● **Selected excerpt**
________________________________________
Just for the record.....

That "emotional affair" went on for about a week and was over four months ago. 

I was watching a movie As good as it gets and Jack Nicholson said something that hit home with me, he said "What if this is it? What if this is as good as it gets". I think of those words all of the time. The reality is, this is my life.


----------



## Brewster 59 (Jun 19, 2010)

Well then I think you should lay your feelings out on the table and tell her you cant stay in the relationship unless things change.


----------



## turnera (Jan 22, 2010)

You may have not kept the EA going, but it is still right THERE in your brain - affecting ALL your thoughts and emotions. Odd how you were in awe of your wife...until right around the time another woman wanted you. 

Not a dis, that's just how affairs work. They make you suddenly 'realize' how bad your life is. While you were fine with it until then, until you had an OPTION. So now, how to get the genie back in the bottle so you can go back to being in awe? 

Well, maybe you shouldn't. Maybe you should consider this your wakeup call. Your one chance in life to get it right and spend the next 30 years totally in love with your wife and vice versa.

Go to the library and get the book His Needs Her Needs, and sit down and read it this week. Then explain it to your wife. Sit down together and come up with a plan to CHANGE your marriage so you will both be happy and fulfilled.


----------
________________________________________
● **Data extract**
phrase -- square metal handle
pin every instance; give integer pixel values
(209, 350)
________________________________________
● **Your task**
According to the forum thread, how long did the "emotional affair" last? The data is separate material and is not part of the forum thread.

● **Answer to this task**
About a week.